## What is needed
Return the data below exactly, but only from the line containing "Query: shirt pocket" through the line containing "of the black", with both of those lines included.

Point-per-instance localization data
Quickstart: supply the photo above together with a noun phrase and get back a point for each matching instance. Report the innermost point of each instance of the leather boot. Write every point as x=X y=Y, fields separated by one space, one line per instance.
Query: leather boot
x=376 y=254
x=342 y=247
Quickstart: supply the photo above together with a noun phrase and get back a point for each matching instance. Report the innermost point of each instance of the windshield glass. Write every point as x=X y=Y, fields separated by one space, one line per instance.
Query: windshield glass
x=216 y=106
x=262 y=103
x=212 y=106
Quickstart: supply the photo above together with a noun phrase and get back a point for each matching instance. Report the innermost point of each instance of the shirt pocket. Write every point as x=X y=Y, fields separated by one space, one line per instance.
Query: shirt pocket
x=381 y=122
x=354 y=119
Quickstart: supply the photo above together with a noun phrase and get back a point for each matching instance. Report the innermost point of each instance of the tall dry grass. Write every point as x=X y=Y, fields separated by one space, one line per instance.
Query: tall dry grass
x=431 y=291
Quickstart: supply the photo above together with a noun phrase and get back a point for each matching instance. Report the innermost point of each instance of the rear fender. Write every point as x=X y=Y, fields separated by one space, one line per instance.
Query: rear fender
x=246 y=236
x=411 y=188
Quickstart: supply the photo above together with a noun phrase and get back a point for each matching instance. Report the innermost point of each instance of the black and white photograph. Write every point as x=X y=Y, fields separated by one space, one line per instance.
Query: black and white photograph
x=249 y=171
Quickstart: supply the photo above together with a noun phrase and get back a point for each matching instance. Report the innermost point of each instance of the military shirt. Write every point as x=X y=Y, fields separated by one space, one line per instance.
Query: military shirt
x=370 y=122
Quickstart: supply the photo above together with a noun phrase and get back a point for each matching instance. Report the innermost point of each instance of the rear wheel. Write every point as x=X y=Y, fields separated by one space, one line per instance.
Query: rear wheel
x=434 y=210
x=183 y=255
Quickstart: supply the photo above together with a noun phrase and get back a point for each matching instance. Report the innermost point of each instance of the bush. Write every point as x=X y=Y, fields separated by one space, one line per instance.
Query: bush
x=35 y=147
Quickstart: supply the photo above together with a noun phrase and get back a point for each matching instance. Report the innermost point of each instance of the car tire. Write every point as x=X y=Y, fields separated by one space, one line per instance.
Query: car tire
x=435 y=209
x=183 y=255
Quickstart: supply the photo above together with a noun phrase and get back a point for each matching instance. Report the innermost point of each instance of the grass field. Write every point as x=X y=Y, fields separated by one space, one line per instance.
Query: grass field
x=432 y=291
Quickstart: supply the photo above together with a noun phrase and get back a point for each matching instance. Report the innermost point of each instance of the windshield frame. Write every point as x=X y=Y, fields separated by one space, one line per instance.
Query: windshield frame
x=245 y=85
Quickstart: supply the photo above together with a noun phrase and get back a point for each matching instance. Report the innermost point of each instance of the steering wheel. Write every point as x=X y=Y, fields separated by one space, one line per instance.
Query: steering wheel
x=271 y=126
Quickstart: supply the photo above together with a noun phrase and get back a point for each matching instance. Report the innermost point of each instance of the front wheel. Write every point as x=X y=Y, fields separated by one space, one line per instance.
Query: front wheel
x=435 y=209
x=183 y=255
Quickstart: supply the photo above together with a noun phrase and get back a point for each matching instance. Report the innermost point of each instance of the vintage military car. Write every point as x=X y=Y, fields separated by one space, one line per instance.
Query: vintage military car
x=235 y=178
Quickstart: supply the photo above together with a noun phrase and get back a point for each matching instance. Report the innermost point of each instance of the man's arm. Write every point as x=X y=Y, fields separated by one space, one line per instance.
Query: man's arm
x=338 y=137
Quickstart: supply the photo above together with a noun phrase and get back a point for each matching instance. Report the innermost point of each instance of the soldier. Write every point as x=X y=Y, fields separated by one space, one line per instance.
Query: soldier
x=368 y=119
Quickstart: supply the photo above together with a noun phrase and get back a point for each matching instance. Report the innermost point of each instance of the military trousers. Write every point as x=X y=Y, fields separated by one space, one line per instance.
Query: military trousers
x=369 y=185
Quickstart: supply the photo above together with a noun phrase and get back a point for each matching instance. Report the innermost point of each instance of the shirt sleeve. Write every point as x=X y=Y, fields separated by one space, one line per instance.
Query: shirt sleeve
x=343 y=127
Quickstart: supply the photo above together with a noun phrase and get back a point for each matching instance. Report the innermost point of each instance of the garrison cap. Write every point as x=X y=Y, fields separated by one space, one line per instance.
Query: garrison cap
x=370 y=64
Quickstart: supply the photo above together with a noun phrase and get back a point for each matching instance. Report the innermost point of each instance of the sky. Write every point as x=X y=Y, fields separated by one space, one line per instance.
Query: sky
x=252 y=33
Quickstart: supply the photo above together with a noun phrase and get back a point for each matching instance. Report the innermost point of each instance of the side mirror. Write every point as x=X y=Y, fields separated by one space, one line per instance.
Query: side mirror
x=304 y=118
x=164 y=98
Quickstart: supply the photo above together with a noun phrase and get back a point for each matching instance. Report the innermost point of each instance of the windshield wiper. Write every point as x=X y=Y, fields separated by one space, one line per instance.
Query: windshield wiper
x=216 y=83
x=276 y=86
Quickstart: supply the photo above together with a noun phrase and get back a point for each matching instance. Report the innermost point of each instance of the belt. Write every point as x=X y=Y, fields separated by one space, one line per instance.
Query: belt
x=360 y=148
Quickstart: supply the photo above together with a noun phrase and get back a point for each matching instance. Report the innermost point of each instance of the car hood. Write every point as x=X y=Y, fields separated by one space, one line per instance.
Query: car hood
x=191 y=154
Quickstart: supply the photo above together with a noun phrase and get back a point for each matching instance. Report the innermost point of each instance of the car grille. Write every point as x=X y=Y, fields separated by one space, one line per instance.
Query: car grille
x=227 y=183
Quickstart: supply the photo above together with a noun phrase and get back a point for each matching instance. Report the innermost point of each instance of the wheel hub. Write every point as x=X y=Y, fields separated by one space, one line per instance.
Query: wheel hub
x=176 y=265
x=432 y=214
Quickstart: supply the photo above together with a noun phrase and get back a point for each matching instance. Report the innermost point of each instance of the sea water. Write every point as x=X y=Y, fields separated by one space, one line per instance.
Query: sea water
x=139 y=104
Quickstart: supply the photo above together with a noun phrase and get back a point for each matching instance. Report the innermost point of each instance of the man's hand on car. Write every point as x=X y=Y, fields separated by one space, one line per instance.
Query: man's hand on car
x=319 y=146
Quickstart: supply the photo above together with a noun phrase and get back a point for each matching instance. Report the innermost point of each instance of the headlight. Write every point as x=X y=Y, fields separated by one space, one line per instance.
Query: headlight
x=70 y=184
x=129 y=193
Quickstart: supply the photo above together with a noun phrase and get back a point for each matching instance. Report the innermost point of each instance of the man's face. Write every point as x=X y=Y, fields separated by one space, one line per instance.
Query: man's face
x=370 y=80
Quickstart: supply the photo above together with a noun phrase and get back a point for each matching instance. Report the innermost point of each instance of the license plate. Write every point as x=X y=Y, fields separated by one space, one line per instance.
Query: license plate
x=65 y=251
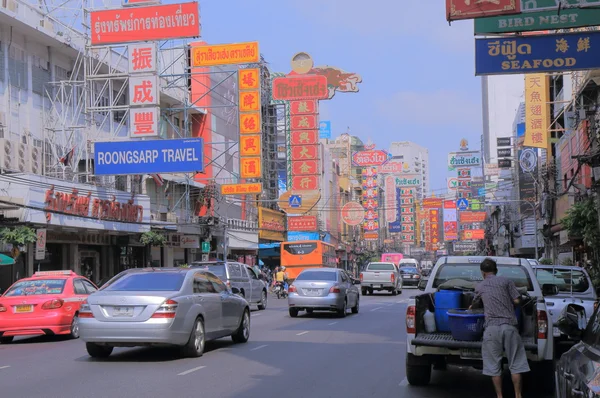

## Answer for this exercise
Query: shirt pocket
x=381 y=122
x=354 y=119
Quickstart: supply the photo above together with a noun phrase and get back a point for each matching instance. Report the innermost point of each instance of the tall dry grass. Write every point as x=X y=Y, fields separated by one space, one line per instance.
Query: tall dry grass
x=431 y=291
Quickstart: supply the photo above together with a noun phrase and get back a point for each matching instance. Report the innermost point of each instance of the rear fender. Write every point as x=X y=Y, fields separated by one space, one line per instance.
Query: rear fender
x=246 y=236
x=411 y=188
Quickstart: supply the photo above together with a noun phrase and get back a point for each matching instance. Report the innermost point of each instance of the black and white photograph. Write every point as x=X y=Y, fields separated by one space, one line per instance.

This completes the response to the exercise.